__Request__
Find the line that contains "Where can the suit trouser". Then set down that line and all the lines after it, to the end of the records, exactly and with nothing added.

-----

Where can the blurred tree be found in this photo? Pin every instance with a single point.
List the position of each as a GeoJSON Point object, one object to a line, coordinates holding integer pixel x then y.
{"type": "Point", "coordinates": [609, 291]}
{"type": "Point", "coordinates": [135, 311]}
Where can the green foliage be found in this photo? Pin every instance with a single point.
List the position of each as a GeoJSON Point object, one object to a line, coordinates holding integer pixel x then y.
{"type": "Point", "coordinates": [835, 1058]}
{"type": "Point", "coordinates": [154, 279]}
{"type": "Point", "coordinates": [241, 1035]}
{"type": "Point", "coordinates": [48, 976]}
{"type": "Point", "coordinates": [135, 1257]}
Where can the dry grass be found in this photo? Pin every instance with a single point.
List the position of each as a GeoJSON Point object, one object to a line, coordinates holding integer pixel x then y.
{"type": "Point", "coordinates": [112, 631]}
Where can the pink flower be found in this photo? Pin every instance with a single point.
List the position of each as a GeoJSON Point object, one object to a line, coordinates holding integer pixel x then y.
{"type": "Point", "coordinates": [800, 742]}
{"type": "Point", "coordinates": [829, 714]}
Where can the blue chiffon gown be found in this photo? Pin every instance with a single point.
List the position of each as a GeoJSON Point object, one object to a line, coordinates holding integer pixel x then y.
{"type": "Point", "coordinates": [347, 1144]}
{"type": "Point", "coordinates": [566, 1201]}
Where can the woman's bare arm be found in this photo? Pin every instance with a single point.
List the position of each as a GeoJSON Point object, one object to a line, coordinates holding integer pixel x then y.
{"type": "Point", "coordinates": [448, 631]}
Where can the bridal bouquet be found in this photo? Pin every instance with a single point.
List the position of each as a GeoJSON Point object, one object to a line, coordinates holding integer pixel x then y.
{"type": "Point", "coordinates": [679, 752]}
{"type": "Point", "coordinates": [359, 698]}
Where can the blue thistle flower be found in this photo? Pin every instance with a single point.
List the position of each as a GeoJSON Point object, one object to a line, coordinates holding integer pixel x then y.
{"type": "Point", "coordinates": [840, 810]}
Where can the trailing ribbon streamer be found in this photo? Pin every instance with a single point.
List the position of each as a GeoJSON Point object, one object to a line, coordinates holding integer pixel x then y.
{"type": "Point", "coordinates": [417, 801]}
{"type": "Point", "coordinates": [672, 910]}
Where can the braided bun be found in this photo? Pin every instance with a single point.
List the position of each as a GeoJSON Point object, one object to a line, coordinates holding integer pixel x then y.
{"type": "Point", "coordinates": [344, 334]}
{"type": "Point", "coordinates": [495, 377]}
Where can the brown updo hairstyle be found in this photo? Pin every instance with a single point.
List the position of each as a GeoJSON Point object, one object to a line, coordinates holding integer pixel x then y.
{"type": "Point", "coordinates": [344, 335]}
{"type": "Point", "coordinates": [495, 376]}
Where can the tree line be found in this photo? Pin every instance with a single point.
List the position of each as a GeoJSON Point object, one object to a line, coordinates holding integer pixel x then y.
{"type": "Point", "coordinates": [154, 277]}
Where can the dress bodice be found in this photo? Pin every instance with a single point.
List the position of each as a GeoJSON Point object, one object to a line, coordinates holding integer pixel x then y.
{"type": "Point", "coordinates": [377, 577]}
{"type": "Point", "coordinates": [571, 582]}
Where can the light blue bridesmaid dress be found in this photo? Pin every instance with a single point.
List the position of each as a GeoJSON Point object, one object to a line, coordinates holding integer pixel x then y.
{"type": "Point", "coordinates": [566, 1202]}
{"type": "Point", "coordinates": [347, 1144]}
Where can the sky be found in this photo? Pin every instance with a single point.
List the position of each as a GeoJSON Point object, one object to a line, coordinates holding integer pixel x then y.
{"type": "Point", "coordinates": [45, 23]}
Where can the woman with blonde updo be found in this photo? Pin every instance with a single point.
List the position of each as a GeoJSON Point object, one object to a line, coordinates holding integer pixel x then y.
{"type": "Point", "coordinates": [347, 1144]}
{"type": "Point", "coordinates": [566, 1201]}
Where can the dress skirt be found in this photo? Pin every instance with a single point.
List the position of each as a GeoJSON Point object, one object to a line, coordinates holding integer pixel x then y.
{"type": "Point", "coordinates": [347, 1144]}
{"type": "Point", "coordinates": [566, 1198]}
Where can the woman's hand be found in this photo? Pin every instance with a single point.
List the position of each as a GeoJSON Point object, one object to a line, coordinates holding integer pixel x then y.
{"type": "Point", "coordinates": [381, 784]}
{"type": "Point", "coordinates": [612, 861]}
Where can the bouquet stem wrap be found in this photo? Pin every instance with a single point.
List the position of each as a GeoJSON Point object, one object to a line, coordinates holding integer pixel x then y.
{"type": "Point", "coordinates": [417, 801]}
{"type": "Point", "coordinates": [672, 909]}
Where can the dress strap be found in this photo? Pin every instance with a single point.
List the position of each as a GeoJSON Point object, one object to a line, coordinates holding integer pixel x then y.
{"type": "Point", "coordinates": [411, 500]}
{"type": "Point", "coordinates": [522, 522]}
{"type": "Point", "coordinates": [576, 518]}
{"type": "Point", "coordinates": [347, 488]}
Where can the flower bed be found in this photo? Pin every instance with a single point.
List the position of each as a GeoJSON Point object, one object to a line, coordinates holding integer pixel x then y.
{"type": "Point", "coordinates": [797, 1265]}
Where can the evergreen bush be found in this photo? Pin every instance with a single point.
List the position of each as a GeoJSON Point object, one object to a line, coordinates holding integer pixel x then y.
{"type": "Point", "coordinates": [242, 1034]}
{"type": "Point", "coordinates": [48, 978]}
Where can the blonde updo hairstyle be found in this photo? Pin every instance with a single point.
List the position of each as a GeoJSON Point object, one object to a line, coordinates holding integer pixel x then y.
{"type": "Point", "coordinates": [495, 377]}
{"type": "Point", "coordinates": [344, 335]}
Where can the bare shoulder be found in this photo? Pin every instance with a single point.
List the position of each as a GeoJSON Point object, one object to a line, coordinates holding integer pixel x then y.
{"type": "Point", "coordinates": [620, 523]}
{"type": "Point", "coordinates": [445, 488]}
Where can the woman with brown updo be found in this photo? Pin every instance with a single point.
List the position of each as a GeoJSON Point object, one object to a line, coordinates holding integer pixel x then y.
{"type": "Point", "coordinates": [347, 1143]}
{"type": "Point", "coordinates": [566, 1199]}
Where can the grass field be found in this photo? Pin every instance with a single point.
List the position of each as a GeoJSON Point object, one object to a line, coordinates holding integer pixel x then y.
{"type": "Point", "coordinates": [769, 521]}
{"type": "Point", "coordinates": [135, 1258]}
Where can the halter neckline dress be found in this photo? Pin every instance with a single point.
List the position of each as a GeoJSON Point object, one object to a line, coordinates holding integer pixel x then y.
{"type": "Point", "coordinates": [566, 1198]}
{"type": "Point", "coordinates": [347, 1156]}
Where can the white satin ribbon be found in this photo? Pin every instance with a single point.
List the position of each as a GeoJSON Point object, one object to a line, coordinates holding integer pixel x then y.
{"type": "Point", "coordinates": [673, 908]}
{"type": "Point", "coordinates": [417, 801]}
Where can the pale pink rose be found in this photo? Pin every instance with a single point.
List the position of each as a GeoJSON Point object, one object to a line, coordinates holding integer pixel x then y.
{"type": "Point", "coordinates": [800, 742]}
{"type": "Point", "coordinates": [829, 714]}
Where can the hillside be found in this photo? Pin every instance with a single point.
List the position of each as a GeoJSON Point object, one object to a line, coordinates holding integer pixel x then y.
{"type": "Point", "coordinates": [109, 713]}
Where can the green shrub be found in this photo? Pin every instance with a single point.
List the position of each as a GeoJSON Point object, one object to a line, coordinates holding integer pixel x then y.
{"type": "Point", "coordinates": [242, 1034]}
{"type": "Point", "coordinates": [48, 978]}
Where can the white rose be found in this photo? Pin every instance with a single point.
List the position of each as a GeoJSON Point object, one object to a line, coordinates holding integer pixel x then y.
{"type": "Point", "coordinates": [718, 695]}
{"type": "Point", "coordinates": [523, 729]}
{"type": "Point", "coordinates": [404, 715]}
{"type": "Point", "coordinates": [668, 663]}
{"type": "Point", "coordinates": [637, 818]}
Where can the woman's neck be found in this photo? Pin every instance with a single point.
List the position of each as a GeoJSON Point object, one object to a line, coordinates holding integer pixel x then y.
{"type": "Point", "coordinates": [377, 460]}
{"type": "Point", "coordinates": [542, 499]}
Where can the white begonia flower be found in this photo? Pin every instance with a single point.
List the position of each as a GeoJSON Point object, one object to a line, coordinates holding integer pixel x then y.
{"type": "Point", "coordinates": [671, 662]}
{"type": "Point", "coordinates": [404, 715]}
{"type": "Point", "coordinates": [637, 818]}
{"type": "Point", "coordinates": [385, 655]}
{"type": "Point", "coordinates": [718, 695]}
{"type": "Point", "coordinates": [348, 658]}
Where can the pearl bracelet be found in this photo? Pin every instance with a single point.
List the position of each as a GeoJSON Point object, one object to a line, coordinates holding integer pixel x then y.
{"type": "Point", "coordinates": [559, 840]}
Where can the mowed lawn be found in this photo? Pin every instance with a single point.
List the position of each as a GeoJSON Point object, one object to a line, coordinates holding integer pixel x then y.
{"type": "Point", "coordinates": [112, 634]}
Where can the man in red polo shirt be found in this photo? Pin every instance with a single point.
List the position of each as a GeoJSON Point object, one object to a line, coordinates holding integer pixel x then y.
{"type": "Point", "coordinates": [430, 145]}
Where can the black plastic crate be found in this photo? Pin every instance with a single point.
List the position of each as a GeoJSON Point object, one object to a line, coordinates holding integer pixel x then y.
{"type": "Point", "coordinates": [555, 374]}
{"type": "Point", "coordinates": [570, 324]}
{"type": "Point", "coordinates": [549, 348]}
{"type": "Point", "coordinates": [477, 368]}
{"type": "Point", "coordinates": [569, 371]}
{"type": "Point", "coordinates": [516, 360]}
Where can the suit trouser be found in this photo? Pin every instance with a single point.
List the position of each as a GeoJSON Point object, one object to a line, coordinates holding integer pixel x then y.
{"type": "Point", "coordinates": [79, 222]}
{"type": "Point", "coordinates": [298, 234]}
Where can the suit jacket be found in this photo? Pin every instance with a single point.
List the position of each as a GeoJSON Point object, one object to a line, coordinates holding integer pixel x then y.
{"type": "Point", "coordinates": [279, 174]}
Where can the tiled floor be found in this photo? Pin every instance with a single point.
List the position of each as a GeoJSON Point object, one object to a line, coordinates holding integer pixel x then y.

-----

__Task response__
Where can the suit trouser be found in this photo? Pin every instance with a single point.
List the position of each as a GeoJSON Point object, one object to a line, coordinates holding integer pixel x then y.
{"type": "Point", "coordinates": [79, 222]}
{"type": "Point", "coordinates": [298, 234]}
Where can the suit jacket be found in this photo? Pin every instance with a single point.
List the position of each as a GeoJSON Point object, one object to a line, coordinates holding integer pixel x then y.
{"type": "Point", "coordinates": [279, 174]}
Where can the tiled floor be found in this photo? Pin every instance with a single point.
List the position of each as a GeoJSON Point object, one object to a line, coordinates holding integer pixel x then y.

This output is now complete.